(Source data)
============================================================
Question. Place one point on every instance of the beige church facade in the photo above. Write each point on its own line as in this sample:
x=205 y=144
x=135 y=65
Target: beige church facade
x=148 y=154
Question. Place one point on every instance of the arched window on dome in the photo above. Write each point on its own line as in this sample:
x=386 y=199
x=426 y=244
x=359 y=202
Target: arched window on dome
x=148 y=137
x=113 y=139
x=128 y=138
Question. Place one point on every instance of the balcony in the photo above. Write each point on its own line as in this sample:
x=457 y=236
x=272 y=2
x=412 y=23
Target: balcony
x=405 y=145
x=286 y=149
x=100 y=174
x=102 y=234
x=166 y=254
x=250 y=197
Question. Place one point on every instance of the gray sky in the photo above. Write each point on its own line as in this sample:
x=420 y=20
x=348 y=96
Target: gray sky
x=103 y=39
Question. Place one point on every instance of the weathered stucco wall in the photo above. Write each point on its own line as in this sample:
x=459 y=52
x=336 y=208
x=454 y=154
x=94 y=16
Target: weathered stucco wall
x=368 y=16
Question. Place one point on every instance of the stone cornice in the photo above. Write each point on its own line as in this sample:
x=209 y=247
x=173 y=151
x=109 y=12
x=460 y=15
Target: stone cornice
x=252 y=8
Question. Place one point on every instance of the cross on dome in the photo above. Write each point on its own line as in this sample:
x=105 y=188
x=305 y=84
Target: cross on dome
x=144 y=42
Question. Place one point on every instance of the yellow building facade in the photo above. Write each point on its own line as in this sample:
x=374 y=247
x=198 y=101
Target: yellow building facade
============================================================
**Task requirements**
Rewrite all the entries above, replacing every occurrence of "Target" with "Label" and leaving the rest unchanged.

**Written solution**
Question. Place one point on every instance of the beige church facade in the photo above. Write each point on its own line as in this sample:
x=205 y=144
x=135 y=65
Label: beige church facade
x=148 y=154
Question. Place one point on every instance of the arched window on dome in the photo above. Write each point on its own line as in this sample:
x=386 y=199
x=426 y=244
x=359 y=202
Label: arched window on dome
x=148 y=137
x=113 y=139
x=128 y=138
Question. Place one point on every instance of the balcony in the photo above. Write each point on its own line as in this sample:
x=457 y=236
x=272 y=2
x=412 y=23
Label: balcony
x=405 y=145
x=286 y=149
x=100 y=174
x=102 y=234
x=166 y=254
x=250 y=197
Question. Place one point on every instance of the gray sky in the photo above. Write each point on its own line as in this sample:
x=420 y=20
x=348 y=96
Label: gray sky
x=103 y=39
Question. Place one point on every instance of the weathered stucco wall in the photo above. Write each point on its own line as in this sample:
x=459 y=52
x=336 y=208
x=454 y=154
x=94 y=16
Label: weathered stucco wall
x=368 y=16
Question. Place one point on every instance of the stone cornice in the photo above. Write each point on its own line as in this sample:
x=209 y=247
x=173 y=151
x=109 y=12
x=460 y=15
Label: stone cornice
x=252 y=8
Question. Place one point on every instance of the cross on dome in the photo above. Write each point on its own line as in this sample:
x=105 y=188
x=305 y=84
Label: cross on dome
x=144 y=42
Question. Place one point on every instance of the yellow building facade in the photo above. Write each point on its own line as in this sample:
x=374 y=247
x=198 y=101
Label: yellow building facade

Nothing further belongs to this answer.